- Born: October 29, 1945 Chicago, Illinois, US
- Died: January 3, 2015 (aged 69) Cambridge, Massachusetts, US
- Occupations: Literary critic, musicologist, poet, professor

Academic background
- Education: Rice University (B.A.) Yale University (PhD)
- Influences: Richard Ellmann (early career)

= Daniel Albright =

American literary critic and academic

Daniel Albright (October 29, 1945 – January 3, 2015) was the Ernest Bernbaum Professor of Literature at Harvard and the editor of Modernism and Music: An Anthology of Sources. He was born and grew up in Chicago, Illinois and completed his undergraduate studies on a full scholarship at Rice in 1967. He received his MPhil in 1969 and PhD in 1970, both from Yale. Albright is also the author of the book Quantum Poetics which was published by Cambridge University Press in 1997. He held an NEH fellowship from 1973 to 1974, was a Guggenheim Fellow from 1976 to 1977, and more recently, he was a 2012 Berlin Prize Fellow at the American Academy in Berlin.

Albright began his undergraduate career as a mathematics major, but changed to English literature. Although trained at Yale as a literary critic, after the publication of his book Representation and the Imagination: Beckett, Kafka, Nabokov, and Schoenberg, he was invited by the University of Rochester to come teach there as a kind of liaison between the department of English and the Eastman School of Music. At Rochester, he studied musicology, which forever changed his career. Much of his subsequent work has been on literature and music, culminating with his 2014 book, Panaesthetics which addresses many arts and examines to what extent the arts are many or are one. Putting Modernism Together was released posthumously, by Johns Hopkins University Press, and Music's Monism in fall 2021 from the University of Chicago Press. He was hired in 2003 in the Harvard departments of English, but later joined the Comparative Literature department and soon began offering courses in the Music department as well.

==Career==

While Albright's interests and writing subjects were wide-ranging, he received acclaim in three principal areas: as a scholarly commenter on poetry, in particular the poems of W. B. Yeats; as a musicologist; and as a theorist of multidisciplinary interpretation he termed "panaesthetics." The sections below discuss these career phases in more detail.

===Yeats Scholar===

Albright's advisor at Yale was Richard Ellmann, author of Yeats, The Man and the Masks (1948), a pivotal Yeats biography, and The Identity of Yeats (1953), a book-length analysis of the poet's style and themes. Albright wrote of Ellman: "A conversation about a poem of Yeats' with Richard Ellmann was like a stroll through a forest with an agreeable companion who not only knows the names of every bird, bush, lichen, and bug, but also hears sounds usually audible only to bats." Albright's scholarship continues Ellmann's biographical reading of Yeats, a complex endeavor, since Yeats reflected on his life indirectly in his poems, mainly through symbols and personae. Only gradually did Yeats allow a real person, with real problems and anxieties, to emerge.

**Problem 1:**
Reproduce word for word the lines in the records from the line with "trace: undermount sink" to the line with "Now the undermount", including both of those lines.

**Information provided:**
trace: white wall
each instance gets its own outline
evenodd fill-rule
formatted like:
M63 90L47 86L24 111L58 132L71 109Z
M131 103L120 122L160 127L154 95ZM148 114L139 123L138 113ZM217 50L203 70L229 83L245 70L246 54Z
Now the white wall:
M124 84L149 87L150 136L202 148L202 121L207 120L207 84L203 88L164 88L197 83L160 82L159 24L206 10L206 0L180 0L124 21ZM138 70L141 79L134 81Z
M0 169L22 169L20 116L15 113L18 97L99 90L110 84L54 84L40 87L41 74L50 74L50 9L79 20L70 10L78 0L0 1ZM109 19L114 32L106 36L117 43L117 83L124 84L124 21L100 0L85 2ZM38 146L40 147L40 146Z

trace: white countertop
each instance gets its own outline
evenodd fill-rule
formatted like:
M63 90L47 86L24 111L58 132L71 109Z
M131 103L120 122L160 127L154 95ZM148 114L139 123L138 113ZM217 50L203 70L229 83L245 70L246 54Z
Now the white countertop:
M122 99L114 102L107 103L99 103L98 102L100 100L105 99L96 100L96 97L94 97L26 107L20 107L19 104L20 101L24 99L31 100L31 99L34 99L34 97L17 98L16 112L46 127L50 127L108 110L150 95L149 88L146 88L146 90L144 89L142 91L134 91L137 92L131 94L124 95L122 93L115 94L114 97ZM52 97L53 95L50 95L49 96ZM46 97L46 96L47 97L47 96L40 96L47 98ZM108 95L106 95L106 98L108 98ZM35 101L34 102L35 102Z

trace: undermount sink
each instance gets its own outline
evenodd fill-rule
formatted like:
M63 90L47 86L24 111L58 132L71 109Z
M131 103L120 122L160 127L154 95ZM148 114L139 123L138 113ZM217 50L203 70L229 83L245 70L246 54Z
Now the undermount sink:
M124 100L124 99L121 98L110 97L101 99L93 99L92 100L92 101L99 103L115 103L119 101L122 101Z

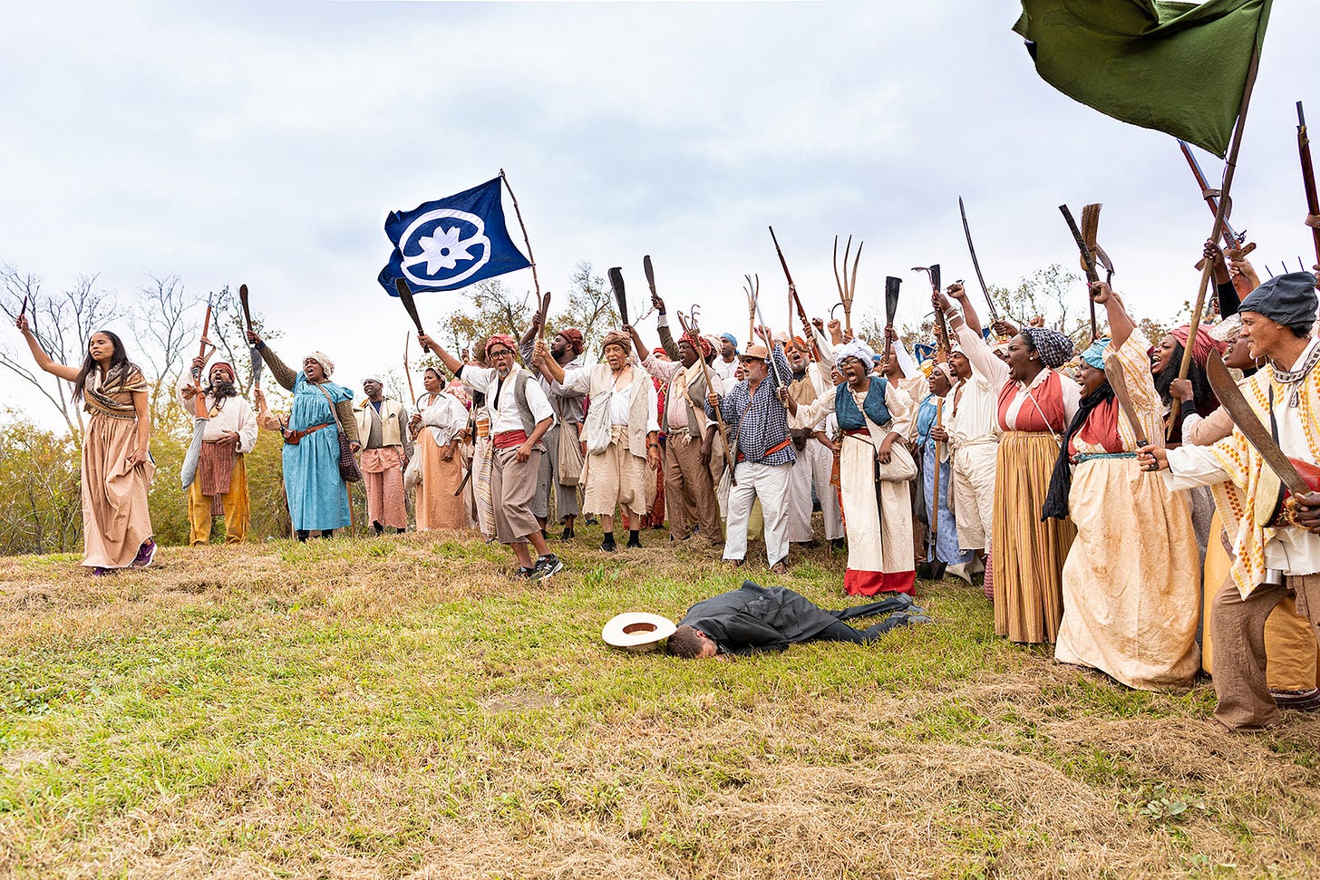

**Problem 2:**
Carry on the article about Daniel Albright from its last sentence.

**Exercise answer 1:**
trace: undermount sink
each instance gets its own outline
evenodd fill-rule
formatted like:
M63 90L47 86L24 111L58 132L71 109Z
M131 103L120 122L160 127L154 95ZM148 114L139 123L138 113ZM217 50L203 70L229 83L245 70L246 54Z
Now the undermount sink:

**Exercise answer 2:**
In The Identity of Yeats, Ellman notes that beginning in the 1910s, Yeats' poems became "openly autobiographical, the creation of a man capable of living in the world as well as of contemplating perfection. To make it so, he would have to lead
his life in such a way that it was capable of being converted into a symbol. Moreover, he could depict the speaker of his poems in a wider variety of situations, intellectual as well as emotional." Rather than speaking through fictional characters such as Michael Robartes and Owen Aherne, Yeats made himself a primary actor, with a somewhat rigid code of self-imposed rules
designed to prevent "poetry where momentary emotions would over-bubble."

Albright's criticism reads Yeats against Yeats, not to reduce the poems to biographical explanations but to understand them as symbolic manifestations of the poet (both real and idealized) at different stages of his career. Albright's first book, The Myth against Myth: A Study of Yeats's Imagination in Old Age, for example,
discusses how Yeats' later "realist" poems such as "News for the Delphic Oracle" and "The Circus Animals' Desertion" re-interpret themes and images of earlier, more self-consciously mythic works such as "The Wanderings of Oisin."

Disagreeing with some of the book's readings, Frank Kinahan's review in Modern Philology concludes with strong praise: "Albright is a close and sensitive reader of poetry, and there are exegeses here leaving you nodding Yes till your neck aches." Kinahan concludes: "The years to come will show us that Yeats in his twenties and thirties was always on the verge of becoming
the realist that an older Yeats became. And it is work like Albright's that is helping to bring that realization about."

In 1985, Albright published a review in The New York Review of Books of the Richard Finneran-edited Collected Poems of W. B. Yeats, a comprehensive 1983 volume based on the Macmillan Publishers edition. Echoing criticisms of Yeats scholar Norman Jeffares, Albright took Finneran to task for preserving Macmillan's ordering of the poems, in particular placing that long but seminal early poem "The Wanderings of Oisin" at the end of the book. This was originally done by Macmillan in the 1930s for commercial reasons: the publisher felt that prospective buyers, browsing in bookstores, might be put off by a long poem at the beginning. Albright made the case for a pure chronological ordering of the poems, especially since "Oisin"'s themes reverberate throughout the later work. Albright also criticized Finneran's reluctance to use biographical interpretations in his scholarly glosses:

[T]he chief curiosity of the commentary of the new edition is its omission of biography. I doubt that any annotator on earth besides Professor Finneran would consider it irrelevant that "Upon a Dying Lady" (1912–1914), a poem rich in circumstantial detail, is about a real woman, Mabel Beardsley, the sister of the artist Aubrey; but her name is omitted from the gloss, which instead talks about Petronius Arbiter and a warrior mentioned in the Rubáiyát. World history, literature, orthography are real to Professor Finneran; individual lives are not.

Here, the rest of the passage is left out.